Pick out each line in the listing below that contains the word "number", and copy those lines. Case counts.

▶ Records provided:
>>
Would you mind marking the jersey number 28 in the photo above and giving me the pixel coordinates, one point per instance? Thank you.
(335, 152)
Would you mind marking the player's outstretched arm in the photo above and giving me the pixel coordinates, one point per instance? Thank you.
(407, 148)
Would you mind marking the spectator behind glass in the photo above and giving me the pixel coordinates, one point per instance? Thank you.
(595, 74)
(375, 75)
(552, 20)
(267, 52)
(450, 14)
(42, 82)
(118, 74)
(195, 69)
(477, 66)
<<
>>
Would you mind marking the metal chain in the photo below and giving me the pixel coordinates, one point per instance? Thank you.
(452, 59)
<<
▶ Correct answer:
Would you mind marking the jersey number 28 in the photo above and giving me the pixel coordinates, one point per instance? Thank you.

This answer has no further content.